Gather every line of the records that contains the string "grass", treating uppercase and lowercase as different.

┏━━

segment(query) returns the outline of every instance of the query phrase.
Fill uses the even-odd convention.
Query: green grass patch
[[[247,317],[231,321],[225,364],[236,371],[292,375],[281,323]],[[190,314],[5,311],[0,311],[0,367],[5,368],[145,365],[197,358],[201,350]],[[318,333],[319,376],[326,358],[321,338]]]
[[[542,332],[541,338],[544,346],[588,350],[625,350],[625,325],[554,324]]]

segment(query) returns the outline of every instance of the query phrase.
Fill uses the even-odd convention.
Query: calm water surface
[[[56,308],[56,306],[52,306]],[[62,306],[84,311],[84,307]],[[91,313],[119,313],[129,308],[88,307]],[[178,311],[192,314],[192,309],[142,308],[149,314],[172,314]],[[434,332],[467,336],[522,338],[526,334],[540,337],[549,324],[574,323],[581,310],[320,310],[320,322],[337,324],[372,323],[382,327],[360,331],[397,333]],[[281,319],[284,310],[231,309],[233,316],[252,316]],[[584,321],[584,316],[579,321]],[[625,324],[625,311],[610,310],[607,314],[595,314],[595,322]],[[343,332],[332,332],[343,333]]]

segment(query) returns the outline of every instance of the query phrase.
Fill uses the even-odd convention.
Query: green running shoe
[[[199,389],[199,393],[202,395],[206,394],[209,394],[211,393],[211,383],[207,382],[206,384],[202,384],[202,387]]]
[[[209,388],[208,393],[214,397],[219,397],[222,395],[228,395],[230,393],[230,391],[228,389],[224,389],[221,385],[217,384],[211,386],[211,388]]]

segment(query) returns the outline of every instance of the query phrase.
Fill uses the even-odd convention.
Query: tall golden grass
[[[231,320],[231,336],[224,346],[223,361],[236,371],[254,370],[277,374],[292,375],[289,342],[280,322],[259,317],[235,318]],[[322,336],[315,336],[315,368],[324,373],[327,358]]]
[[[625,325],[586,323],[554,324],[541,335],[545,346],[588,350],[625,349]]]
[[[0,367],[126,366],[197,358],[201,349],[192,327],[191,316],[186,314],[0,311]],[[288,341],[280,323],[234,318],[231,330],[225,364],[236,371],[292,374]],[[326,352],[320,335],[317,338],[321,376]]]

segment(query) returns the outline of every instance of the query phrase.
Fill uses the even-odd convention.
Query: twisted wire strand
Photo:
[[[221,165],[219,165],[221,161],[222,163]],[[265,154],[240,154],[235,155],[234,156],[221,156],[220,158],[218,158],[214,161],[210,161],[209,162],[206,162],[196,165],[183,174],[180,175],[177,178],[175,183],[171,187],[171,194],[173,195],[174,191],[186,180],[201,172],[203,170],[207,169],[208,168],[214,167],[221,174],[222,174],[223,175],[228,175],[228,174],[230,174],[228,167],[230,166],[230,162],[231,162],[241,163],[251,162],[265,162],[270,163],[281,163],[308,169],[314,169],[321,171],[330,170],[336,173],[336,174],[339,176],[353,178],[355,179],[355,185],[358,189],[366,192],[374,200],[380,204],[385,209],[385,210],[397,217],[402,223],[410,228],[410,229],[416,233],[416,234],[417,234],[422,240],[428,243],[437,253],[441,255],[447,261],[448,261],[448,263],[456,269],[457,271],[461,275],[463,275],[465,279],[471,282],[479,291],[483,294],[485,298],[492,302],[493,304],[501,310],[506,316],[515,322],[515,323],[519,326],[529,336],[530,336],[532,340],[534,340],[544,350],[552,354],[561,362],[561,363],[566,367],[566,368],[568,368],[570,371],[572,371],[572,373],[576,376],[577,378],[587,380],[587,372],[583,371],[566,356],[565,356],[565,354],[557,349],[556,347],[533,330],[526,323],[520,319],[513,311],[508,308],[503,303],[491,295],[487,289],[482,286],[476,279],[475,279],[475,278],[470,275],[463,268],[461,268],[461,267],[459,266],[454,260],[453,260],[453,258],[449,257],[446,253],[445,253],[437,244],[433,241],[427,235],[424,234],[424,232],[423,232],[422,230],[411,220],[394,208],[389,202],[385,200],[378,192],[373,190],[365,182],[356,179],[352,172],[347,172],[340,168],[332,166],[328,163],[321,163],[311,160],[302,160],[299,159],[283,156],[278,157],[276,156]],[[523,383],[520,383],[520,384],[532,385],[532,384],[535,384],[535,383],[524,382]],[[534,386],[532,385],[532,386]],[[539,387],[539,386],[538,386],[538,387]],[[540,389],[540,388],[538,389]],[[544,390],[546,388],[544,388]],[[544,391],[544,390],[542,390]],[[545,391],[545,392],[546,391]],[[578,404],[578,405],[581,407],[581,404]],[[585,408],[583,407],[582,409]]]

┗━━

[Solution to this exercise]
Query: green grass patch
Query: tall golden grass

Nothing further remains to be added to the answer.